**REQUIREMENTS**
Would you write out the listing verbatim and skip every picture in it?

[Stored records]
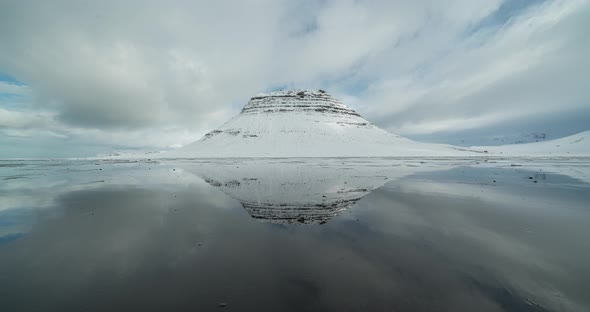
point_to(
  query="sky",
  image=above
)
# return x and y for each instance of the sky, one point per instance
(84, 78)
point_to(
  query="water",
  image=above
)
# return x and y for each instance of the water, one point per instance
(295, 235)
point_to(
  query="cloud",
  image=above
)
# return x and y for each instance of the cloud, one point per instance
(169, 72)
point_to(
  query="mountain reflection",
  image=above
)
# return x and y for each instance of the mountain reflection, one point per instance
(294, 192)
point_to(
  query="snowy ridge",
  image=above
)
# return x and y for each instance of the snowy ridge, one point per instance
(305, 123)
(573, 145)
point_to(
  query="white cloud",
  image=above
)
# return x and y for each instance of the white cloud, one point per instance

**RESPONSE TO THE EXERCISE**
point_to(
  query="sky",
  image=above
)
# return x and y for each instance of the sky, one point per instance
(84, 78)
point_to(
  query="water",
  image=above
)
# return x and y for each instance of the water, one point per instance
(295, 235)
point_to(
  query="cloud",
  image=above
)
# return x and y for each instance of the cloud, one point per instance
(169, 72)
point_to(
  query="mountain reflection",
  image=above
)
# return x and y for each instance of the mountain reflection, one point per instance
(294, 192)
point_to(
  query="snowy ridge",
  image=above
)
# return x and y for each instance of the snowy ridge, one point per instance
(305, 123)
(573, 145)
point_to(
  query="white cloud",
  image=above
)
# return x and y for each instance of the white cloud, one point per instance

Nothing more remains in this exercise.